> _WHAT TO WORK ON_
In the listing below, please print the line that contains "Locate every instance of the tire sidewall" and every line that follows it, exactly.
━━━━━ RECORD LIST
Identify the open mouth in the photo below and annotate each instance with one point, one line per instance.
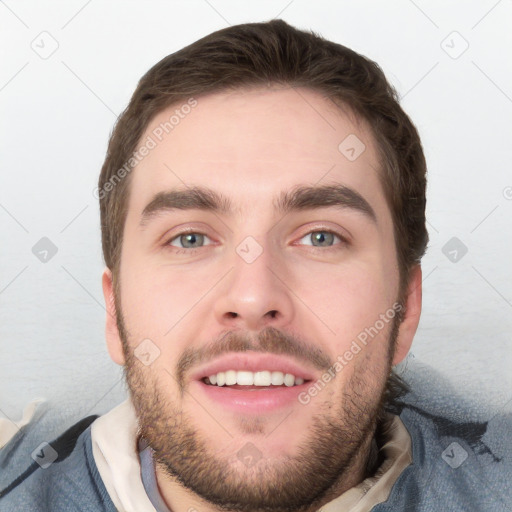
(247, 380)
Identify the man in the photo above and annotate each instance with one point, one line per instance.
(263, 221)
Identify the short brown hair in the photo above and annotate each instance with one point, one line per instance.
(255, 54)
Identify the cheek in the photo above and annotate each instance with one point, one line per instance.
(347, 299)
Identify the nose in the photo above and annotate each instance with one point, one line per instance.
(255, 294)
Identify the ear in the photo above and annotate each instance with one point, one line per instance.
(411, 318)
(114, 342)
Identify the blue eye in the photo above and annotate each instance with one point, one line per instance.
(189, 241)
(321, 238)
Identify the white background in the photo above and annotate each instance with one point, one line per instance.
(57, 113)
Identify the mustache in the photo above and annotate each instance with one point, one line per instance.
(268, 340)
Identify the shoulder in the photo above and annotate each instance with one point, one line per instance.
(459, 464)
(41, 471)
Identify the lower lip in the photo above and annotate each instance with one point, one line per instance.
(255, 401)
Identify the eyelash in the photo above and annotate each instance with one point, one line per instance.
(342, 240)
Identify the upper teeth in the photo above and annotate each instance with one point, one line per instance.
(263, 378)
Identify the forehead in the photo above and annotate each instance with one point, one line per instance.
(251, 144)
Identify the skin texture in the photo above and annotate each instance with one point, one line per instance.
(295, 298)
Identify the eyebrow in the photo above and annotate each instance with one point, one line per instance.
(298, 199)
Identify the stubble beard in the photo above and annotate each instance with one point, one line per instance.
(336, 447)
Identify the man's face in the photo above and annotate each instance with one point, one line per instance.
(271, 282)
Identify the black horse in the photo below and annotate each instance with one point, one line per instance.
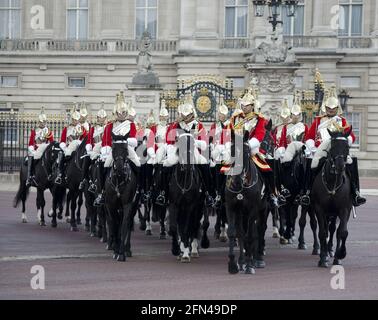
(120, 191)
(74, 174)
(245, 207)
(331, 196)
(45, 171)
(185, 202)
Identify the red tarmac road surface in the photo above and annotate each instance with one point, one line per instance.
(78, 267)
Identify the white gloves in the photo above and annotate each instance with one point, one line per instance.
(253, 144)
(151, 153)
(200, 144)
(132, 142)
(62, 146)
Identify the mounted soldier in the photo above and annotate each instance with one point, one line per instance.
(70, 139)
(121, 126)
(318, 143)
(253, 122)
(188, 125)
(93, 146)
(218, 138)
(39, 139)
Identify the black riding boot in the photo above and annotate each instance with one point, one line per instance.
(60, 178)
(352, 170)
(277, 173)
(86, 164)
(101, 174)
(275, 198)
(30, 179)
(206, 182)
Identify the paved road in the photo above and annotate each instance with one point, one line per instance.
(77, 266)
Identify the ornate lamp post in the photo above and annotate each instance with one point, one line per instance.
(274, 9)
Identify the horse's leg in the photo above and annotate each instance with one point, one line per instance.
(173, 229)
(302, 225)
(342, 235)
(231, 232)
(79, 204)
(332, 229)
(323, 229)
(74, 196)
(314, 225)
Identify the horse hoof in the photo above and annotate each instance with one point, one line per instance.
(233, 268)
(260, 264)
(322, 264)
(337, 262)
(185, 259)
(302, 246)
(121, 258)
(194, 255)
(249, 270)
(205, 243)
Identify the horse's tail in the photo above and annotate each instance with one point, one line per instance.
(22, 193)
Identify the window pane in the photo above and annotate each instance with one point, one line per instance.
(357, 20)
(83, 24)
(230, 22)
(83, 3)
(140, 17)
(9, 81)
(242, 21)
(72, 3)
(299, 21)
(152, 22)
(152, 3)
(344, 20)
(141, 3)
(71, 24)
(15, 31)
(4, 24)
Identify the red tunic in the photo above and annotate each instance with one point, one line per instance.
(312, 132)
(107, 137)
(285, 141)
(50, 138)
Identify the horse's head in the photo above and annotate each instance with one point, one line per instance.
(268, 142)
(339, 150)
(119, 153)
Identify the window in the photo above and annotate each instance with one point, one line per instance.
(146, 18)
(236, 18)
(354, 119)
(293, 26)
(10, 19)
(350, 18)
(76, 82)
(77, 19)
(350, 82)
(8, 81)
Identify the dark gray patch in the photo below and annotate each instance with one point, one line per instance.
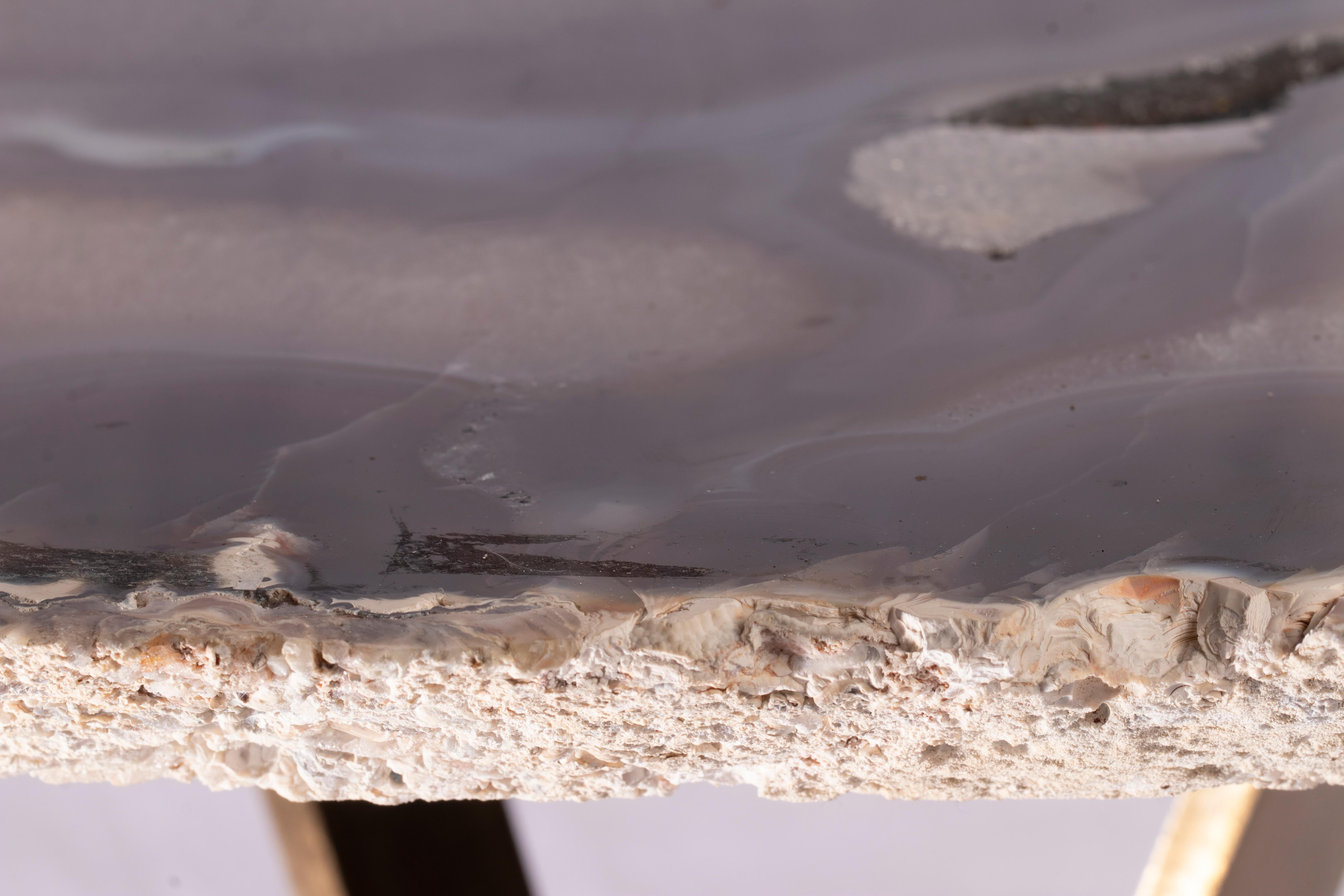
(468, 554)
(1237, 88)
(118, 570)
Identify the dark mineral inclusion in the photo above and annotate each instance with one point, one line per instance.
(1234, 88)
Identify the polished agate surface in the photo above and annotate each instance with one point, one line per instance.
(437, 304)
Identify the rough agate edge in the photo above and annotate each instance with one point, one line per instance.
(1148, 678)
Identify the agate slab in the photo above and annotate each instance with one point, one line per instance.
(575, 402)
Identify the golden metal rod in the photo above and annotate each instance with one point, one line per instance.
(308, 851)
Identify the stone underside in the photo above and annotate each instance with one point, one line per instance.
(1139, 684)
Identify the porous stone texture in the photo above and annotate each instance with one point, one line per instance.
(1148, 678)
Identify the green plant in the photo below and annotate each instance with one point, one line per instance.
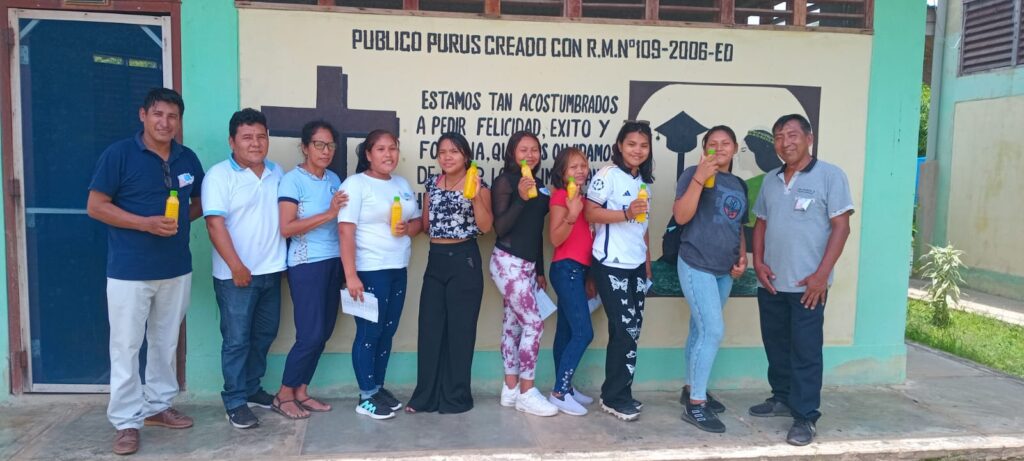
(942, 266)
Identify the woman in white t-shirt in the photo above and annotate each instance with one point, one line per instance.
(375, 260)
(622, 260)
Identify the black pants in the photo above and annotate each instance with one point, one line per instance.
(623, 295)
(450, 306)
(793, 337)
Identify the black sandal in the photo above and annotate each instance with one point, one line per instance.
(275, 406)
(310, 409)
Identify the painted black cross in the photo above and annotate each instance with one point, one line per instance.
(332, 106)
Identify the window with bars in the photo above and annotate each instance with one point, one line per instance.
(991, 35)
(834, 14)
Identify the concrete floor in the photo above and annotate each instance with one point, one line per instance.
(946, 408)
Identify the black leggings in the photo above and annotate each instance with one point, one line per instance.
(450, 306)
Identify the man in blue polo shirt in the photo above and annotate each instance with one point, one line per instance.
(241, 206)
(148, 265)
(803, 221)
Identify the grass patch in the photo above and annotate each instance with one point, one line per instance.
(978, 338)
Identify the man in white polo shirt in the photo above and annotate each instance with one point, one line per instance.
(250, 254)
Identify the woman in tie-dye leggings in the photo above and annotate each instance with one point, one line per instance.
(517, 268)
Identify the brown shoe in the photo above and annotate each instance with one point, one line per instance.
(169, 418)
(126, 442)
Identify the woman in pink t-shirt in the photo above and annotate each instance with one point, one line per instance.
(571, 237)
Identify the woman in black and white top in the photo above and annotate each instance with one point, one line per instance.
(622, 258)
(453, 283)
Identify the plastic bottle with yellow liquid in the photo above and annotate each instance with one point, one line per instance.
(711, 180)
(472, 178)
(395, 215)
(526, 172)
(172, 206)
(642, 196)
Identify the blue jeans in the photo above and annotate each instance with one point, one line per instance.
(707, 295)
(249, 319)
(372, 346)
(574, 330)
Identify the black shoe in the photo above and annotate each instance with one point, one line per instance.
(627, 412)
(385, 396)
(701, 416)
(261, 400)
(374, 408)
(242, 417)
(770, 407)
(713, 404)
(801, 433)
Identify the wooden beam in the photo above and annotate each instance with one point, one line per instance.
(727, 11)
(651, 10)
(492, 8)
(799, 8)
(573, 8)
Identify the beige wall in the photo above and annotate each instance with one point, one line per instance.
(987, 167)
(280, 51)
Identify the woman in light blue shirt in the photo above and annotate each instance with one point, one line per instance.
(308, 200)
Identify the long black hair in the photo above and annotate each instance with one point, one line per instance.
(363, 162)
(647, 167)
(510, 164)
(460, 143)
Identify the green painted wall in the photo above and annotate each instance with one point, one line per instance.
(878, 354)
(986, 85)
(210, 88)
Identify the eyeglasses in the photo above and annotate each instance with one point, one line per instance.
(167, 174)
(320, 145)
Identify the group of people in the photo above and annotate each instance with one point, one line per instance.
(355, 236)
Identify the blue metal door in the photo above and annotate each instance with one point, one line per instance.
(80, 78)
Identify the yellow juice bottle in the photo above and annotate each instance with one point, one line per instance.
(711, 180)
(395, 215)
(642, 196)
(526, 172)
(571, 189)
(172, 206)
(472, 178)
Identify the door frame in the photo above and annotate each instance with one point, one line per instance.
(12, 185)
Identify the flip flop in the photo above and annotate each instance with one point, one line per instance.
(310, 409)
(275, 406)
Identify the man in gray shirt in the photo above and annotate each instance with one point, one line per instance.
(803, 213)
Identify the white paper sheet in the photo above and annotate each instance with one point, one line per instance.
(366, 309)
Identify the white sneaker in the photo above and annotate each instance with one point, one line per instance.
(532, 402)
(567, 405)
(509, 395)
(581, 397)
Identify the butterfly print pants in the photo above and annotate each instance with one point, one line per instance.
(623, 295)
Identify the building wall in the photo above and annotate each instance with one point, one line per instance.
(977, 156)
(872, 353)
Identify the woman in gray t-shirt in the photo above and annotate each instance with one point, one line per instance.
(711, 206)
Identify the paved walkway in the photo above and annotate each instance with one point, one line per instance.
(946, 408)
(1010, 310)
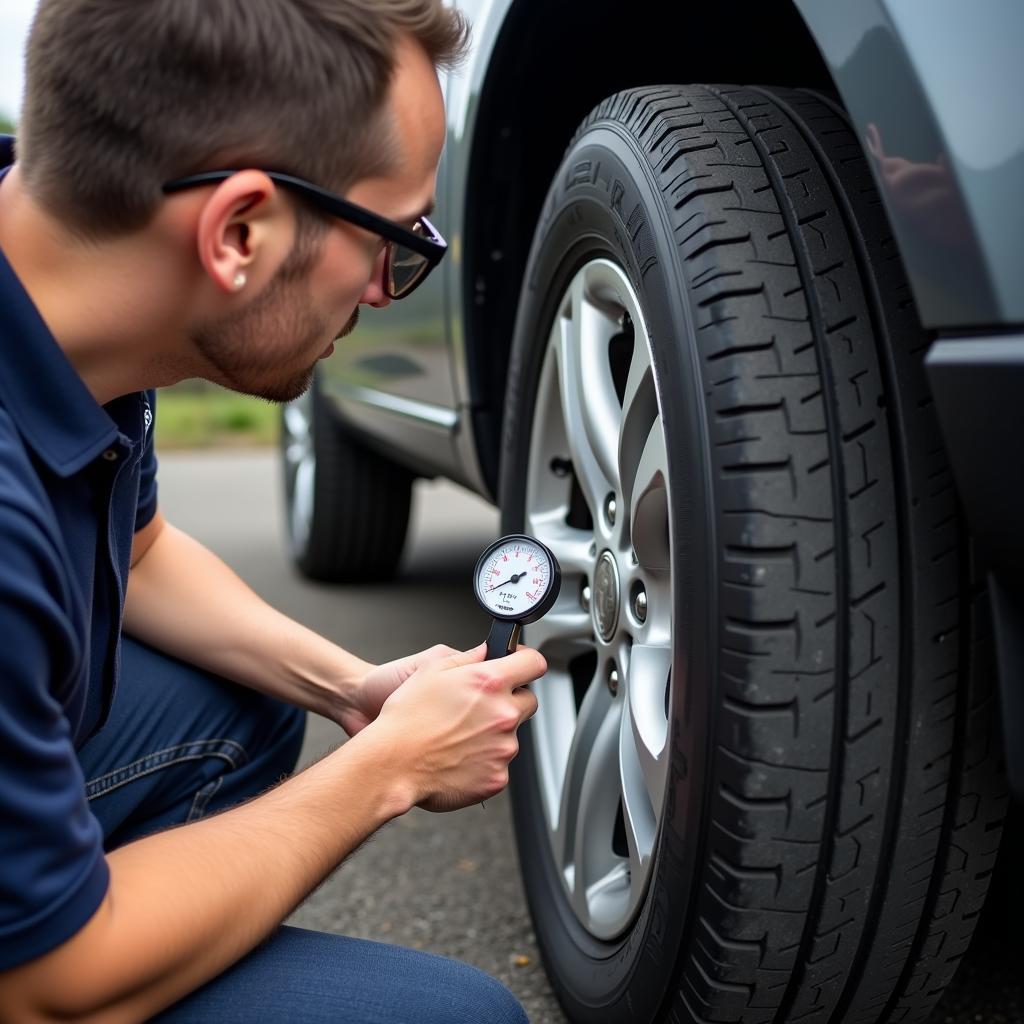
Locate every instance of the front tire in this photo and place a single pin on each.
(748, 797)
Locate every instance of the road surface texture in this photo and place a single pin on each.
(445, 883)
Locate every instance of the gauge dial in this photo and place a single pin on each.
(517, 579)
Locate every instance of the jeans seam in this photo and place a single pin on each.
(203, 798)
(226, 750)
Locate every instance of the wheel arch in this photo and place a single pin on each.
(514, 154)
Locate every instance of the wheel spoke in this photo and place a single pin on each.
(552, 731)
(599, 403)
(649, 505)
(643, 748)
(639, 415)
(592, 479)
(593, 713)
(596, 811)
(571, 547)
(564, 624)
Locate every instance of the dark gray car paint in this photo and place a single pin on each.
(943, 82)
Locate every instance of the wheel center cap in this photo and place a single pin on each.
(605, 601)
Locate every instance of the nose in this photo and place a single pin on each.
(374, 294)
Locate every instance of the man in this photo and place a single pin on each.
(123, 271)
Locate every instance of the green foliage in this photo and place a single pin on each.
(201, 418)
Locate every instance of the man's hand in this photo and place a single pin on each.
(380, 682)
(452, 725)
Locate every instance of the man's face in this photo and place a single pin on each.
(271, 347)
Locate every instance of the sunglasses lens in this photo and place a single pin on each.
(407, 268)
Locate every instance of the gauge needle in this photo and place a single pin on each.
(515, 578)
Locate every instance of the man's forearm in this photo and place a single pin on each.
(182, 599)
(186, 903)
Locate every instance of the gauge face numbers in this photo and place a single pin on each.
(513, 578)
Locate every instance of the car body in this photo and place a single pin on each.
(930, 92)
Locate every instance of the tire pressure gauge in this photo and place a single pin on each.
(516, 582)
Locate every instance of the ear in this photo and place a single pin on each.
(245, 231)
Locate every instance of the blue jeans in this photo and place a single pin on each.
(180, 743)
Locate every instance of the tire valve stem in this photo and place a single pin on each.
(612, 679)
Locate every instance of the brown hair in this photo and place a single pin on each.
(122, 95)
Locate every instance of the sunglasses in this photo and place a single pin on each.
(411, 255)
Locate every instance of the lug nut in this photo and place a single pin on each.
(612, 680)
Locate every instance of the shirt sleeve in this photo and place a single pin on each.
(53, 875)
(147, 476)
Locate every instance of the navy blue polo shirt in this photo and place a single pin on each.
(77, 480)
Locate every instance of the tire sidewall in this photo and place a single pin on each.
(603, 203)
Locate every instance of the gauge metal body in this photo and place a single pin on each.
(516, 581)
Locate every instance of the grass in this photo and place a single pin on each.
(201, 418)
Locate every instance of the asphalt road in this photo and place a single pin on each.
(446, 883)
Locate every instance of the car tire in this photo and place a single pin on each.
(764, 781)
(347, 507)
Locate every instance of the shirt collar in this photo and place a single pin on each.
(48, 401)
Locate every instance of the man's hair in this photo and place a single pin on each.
━━━━━━━━━━
> _OUTPUT FOR THIS TASK_
Locate every instance of the tire sidewall in this photo and place a single pin on each.
(603, 203)
Locate every instance of the gauge metal body in this photo and place a single pin on each.
(516, 581)
Locate every instance of the grass in this photo and place a single pin on each.
(201, 418)
Locate every instance of the asphalt road in this photo and place a single pin on each.
(446, 883)
Locate every instance of the car tire in this photo and place a single pin on each.
(764, 781)
(347, 507)
Locate every instance of the shirt collar in this photo and place a single pin on each.
(48, 401)
Locate every instance of the man's hair in this photo and place a single pin on each.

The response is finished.